*Passage fourni*:

# # # # # # #

Manéthon marque soigneusement la durée de chaque
règne, et l’on admire une si scrupuleuse et si rare attention : il était donc
parfaitement instruit de l’histoire de son pays, et les mémoires qui lui
fournissaient de semblables détails, ne portaient-ils pas avec eux la preuve
de leur authenticité ? Nous sommes loin de partager cette manière de voir.
Nous pensons au contraire que cette admirable exactitude n’est propre qu’à
rendre plus suspecte la véracité de l’Auteur. Qui peut en effet se persuader,
quelque prévention qu’il y apporte, qu’on eût en Égypte des registres
d’histoire d’une aussi haute antiquité, tenus toujours avec ce soin minutieux
? Quel autre parmi les plus anciens historiens osa jamais
faire honneur d’un pareil avantage aux annales de sa nation, alors même qu’il
n’épargnait ni audace, ni mensonges, pour les accréditer ? Car c’est à plus de 5000 ans que Manéthon fait
remonter celles d’Égypte ; et c’est au moins au déluge qu’elles
remonteraient, quelque réduction que l’on fit subir à ses dynasties ; puisque
Menès en serait toujours le premier roi, et que son Menès n’est autre que Noé
lui-même, comme le démontrent et son nom et le rapprochement des faits[1]. Il y a plus. Jules Africain et Eusèbe, dans leurs
extraits de Manéthon, ne marquent la durée des règnes que par le nombre des
années : le prêtre de Sebennytus y avait mis bien plus de précision ; il ajoutait
sur chaque règne le nombre des mois excédants. On le voit par les deux
dynasties copiées textuellement dans Josèphe, la XVe, celle des rois
Pasteurs, et la XVIIIe. Celle-ci a été pour M. Champollion-Figeac l’objet de
recherches particulières, destinées à en déterminer historiquement l’époque.

# # # # # # #

Entrées d'un jeu de données
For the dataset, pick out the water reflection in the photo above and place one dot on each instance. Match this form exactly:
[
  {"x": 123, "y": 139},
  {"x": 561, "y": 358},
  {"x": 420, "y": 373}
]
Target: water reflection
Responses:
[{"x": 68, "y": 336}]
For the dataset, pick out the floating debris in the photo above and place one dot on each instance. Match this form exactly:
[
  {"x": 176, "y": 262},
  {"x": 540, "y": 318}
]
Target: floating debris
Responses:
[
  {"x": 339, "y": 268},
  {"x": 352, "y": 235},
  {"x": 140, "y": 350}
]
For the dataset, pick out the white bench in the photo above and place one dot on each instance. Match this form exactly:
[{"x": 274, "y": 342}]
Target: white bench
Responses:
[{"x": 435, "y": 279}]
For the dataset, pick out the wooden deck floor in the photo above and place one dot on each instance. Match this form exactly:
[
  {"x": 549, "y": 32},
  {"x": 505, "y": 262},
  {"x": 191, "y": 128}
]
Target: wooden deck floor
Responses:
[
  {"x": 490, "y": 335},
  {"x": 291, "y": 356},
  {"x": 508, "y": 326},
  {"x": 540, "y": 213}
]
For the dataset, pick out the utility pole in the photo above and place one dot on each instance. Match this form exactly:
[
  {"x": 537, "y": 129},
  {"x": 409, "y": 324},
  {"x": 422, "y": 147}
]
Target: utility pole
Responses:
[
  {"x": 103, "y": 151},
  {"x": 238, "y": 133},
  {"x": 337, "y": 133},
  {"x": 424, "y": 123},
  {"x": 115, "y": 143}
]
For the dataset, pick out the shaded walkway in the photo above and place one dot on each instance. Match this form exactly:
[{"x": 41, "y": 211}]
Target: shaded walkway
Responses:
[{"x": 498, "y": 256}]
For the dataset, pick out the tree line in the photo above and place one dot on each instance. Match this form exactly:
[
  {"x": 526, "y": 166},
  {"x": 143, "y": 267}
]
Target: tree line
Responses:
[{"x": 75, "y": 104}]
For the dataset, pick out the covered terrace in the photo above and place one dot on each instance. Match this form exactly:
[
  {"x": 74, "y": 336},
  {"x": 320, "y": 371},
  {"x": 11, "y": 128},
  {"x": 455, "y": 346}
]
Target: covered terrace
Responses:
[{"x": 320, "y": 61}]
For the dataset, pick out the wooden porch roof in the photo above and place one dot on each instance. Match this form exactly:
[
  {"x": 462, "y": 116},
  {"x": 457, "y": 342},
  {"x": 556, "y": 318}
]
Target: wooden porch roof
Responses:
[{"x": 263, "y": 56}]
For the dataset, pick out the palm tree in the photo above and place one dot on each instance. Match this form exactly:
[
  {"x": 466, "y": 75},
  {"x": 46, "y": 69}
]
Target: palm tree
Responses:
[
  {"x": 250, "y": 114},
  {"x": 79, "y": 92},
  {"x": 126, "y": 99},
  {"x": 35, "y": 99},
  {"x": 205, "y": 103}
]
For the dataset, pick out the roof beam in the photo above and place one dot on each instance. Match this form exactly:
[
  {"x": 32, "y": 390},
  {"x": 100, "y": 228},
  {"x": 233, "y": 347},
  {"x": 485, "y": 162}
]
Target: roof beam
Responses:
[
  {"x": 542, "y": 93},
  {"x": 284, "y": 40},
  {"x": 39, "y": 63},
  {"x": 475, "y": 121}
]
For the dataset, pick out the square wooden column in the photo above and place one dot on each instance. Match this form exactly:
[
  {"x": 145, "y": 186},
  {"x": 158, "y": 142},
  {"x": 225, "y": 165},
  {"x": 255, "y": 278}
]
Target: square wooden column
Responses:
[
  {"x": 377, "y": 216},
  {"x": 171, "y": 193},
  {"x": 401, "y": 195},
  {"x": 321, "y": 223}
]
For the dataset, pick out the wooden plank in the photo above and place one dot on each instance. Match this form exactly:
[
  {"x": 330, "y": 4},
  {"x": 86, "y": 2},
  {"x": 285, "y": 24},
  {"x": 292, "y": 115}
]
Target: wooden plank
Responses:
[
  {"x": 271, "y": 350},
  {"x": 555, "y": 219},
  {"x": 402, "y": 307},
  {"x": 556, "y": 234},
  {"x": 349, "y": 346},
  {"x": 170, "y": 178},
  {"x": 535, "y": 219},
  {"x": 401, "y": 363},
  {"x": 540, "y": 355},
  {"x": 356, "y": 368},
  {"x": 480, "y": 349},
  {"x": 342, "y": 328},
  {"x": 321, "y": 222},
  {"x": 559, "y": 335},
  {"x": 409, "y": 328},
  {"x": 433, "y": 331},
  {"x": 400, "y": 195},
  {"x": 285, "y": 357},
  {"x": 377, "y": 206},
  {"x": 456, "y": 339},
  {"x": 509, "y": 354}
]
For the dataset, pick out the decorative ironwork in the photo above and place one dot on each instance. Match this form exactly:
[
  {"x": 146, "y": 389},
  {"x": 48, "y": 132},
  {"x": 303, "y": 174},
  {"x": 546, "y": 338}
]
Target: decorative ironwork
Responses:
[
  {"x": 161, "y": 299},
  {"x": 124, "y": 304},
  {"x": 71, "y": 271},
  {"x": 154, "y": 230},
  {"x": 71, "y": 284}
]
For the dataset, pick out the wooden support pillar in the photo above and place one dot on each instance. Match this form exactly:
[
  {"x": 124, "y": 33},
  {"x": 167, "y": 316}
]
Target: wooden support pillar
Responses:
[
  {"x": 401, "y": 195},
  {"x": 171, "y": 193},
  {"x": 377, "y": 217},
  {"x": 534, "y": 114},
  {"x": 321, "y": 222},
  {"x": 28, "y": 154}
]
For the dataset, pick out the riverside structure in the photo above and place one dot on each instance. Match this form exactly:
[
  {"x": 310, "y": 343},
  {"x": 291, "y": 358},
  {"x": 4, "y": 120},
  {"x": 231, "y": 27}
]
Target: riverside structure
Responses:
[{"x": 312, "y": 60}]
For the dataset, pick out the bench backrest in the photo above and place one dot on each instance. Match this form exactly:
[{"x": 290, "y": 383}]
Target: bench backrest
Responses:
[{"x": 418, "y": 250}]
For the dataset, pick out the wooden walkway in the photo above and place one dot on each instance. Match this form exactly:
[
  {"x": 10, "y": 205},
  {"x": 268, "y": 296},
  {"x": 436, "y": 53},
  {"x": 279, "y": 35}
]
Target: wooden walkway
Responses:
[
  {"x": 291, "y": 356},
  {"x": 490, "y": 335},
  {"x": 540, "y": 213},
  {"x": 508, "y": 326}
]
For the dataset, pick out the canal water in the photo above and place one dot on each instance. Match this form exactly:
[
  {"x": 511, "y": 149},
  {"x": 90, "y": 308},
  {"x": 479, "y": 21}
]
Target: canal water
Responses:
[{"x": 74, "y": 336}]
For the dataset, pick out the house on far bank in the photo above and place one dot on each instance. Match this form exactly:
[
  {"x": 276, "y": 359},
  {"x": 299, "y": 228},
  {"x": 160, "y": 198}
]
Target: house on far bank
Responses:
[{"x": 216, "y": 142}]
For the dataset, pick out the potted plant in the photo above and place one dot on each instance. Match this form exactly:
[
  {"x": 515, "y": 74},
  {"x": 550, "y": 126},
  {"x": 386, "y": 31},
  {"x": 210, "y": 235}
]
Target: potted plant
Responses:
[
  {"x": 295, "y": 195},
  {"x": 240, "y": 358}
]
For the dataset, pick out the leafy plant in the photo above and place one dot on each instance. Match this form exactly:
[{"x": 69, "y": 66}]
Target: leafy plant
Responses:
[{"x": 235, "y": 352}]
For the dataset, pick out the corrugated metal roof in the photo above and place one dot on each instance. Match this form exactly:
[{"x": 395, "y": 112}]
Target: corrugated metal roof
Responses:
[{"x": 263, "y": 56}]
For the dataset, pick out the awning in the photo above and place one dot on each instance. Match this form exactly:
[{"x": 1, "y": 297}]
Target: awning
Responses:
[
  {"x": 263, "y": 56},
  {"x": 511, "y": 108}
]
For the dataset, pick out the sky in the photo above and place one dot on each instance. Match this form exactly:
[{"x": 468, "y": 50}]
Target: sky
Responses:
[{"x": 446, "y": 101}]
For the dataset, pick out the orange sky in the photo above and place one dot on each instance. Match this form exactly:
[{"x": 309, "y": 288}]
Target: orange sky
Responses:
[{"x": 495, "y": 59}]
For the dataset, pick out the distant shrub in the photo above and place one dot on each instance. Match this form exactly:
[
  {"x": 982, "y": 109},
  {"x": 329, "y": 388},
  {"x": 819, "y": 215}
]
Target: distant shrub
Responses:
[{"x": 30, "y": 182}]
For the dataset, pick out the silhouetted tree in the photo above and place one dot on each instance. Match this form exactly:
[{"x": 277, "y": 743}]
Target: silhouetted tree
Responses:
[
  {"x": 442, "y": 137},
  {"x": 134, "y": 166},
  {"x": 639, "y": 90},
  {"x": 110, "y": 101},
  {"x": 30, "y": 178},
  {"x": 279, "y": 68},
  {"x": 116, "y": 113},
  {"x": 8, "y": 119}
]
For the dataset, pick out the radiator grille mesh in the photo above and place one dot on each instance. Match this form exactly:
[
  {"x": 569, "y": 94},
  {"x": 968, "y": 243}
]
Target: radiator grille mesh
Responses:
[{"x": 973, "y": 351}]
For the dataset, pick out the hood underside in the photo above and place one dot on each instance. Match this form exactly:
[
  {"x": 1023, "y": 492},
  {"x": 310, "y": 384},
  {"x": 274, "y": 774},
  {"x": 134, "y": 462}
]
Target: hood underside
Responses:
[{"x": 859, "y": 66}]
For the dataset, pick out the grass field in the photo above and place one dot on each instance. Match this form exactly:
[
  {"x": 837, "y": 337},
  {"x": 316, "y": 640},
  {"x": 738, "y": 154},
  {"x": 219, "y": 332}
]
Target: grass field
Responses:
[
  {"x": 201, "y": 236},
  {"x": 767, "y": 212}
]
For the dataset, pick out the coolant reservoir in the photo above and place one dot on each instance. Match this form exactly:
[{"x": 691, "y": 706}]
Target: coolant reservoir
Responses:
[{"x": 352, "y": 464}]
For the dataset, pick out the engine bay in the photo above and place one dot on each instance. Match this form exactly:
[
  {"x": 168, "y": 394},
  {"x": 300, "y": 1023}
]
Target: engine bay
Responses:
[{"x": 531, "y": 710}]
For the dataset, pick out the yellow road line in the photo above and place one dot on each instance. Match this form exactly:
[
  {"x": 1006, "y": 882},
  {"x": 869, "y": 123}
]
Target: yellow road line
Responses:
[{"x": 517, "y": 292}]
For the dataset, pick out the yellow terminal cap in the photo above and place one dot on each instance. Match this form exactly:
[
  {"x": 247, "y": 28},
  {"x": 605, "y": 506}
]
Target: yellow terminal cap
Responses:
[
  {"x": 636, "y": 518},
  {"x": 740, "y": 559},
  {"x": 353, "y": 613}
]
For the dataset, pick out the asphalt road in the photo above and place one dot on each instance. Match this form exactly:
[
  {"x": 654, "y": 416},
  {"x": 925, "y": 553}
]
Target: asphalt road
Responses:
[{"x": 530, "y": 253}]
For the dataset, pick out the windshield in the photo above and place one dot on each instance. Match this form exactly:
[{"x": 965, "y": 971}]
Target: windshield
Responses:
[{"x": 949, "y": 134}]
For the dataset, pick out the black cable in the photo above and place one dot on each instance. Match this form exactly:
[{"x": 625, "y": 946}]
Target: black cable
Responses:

# # # # # # #

*Travail à faire*:
A. Recopiez intégralement et sans la moindre modification le passage sur Manéthon.
B. Relevez chaque ligne de la liste qui contient la chaîne "beam", en tenant compte de la casse.

*Résultats attendus*:
A.
Manéthon marque soigneusement la durée de chaque
règne, et l’on admire une si scrupuleuse et si rare attention : il était donc
parfaitement instruit de l’histoire de son pays, et les mémoires qui lui
fournissaient de semblables détails, ne portaient-ils pas avec eux la preuve
de leur authenticité ? Nous sommes loin de partager cette manière de voir.
Nous pensons au contraire que cette admirable exactitude n’est propre qu’à
rendre plus suspecte la véracité de l’Auteur. Qui peut en effet se persuader,
quelque prévention qu’il y apporte, qu’on eût en Égypte des registres
d’histoire d’une aussi haute antiquité, tenus toujours avec ce soin minutieux
? Quel autre parmi les plus anciens historiens osa jamais
faire honneur d’un pareil avantage aux annales de sa nation, alors même qu’il
n’épargnait ni audace, ni mensonges, pour les accréditer ? Car c’est à plus de 5000 ans que Manéthon fait
remonter celles d’Égypte ; et c’est au moins au déluge qu’elles
remonteraient, quelque réduction que l’on fit subir à ses dynasties ; puisque
Menès en serait toujours le premier roi, et que son Menès n’est autre que Noé
lui-même, comme le démontrent et son nom et le rapprochement des faits[1]. Il y a plus. Jules Africain et Eusèbe, dans leurs
extraits de Manéthon, ne marquent la durée des règnes que par le nombre des
années : le prêtre de Sebennytus y avait mis bien plus de précision ; il ajoutait
sur chaque règne le nombre des mois excédants. On le voit par les deux
dynasties copiées textuellement dans Josèphe, la XVe, celle des rois
Pasteurs, et la XVIIIe. Celle-ci a été pour M. Champollion-Figeac l’objet de
recherches particulières, destinées à en déterminer historiquement l’époque.

B.
For the dataset, pick out the roof beam in the photo above and place one dot on each instance. Match this form exactly:
Target: roof beam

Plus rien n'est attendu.